• **Problems and tasks**:
a: Reproduce the passage of the appeal judgment that begins at the words "JUDGMENT Lokeshwar Prasad, J." and stops after "as 'the CPC').", renaming "appellants" to "petitioners" at every occurrence.
b: Carry the appeal judgment forward from its last sentence.

JUDGMENT Lokeshwar Prasad, J.
(1) The present appeal, filed by the appellants, is directed against the order dated 13.3.96, passed by the learned Additional District Judge, Delhi in Suit No. 267/95 - entitled Ashok Kumar Sharma Vs. Kiran Kapoor and others, allowing the application of the respondent Shri Ashok Kumar Sharma, filed by him under Order Xxxix Rule 10 read with Order Xii Rule 6 and Section 151 of the Code of Civil Procedure, 1908 (hereinafter referred to as 'the CPC').
(2) The facts relevant for the disposal of the present appeal, briefly stated, are that the respondent Shri Ashok Kumar Sharma filed a suit for adjustment/ recovery of possession, for the recovery of Rs 1,00,650.00 (on account of arrears of rent and interest thereon) and Rs 25,000.00 on account of damages for use and occupation/manse profits of a portion of property bearing No. 82, Sukhdev Vihar, Mathura Road, New Delhi against the appellants/defendants. The claim of the respondent/plaintiff in the above suit was resisted by the appellants who filed a written statement taking certain preliminary objections with regard to the maintainability of the suit. The appellants, in the written statement filed by them in the suit, while not denying the execution of the lease deed dated the 31st December, 1986, contended that the same relates to three different tenancies and not to a single tenancy. The appellants, in the written statement, have admitted their continuance as tenants under the respondent/ plaintiff but their plea is that the tenancy in question was not one but there were three separate and distinct tenancies and that the figure of Rs 4,000.00 , mentioned in the lease deed dated 31.12.86 pertained to consolidated rent in respect of the three tenancies mentioned therein. The appellants have also denied their liability to pay arrears of rent, interest and mesne profit as claimed by the respondent/plaintiff.

• **Data extract**:
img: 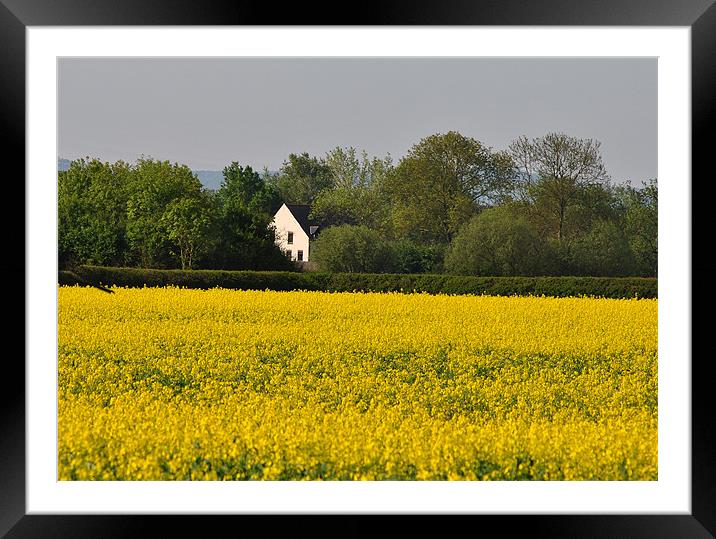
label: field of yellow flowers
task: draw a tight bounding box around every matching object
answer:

• **Answers to the tasks**:
a:
JUDGMENT Lokeshwar Prasad, J.
(1) The present appeal, filed by the petitioners, is directed against the order dated 13.3.96, passed by the learned Additional District Judge, Delhi in Suit No. 267/95 - entitled Ashok Kumar Sharma Vs. Kiran Kapoor and others, allowing the application of the respondent Shri Ashok Kumar Sharma, filed by him under Order Xxxix Rule 10 read with Order Xii Rule 6 and Section 151 of the Code of Civil Procedure, 1908 (hereinafter referred to as 'the CPC').

b:
(3) The respondent/plaintiff in the above said suit, pending in the Court of learned Additional District Judge, Delhi, also filed an application under Order Xxxix Rule 10 read with Order Xii Rule 6 and Section 151 Civil Procedure Code praying that the appellants/defendants be directed to pay the arrears of rent w.e.f. 1.5.93 @ Rs 4,000.00 per month and future rent at the above said rate month by month till the disposal of the suit subject to the decision of the rights of the parties in the above noted case. The learned Additional District Judge, Delhi vide impugned order has allowed the above mentioned application of the respondent and directed the appellants to pay arrears of rent from 1.5.93 to 29.2.96 @ Rs 4,000.00 per month within a period of 30 days from the date of the order and also directed that future rent at the above said rate be deposited month by month according to English Calender by the 15th of the each month with the respondent/plaintiff.
(4) Feeling aggrieved the appellants have preferred the present appeal. Notice of the appeal was issued to the respondent.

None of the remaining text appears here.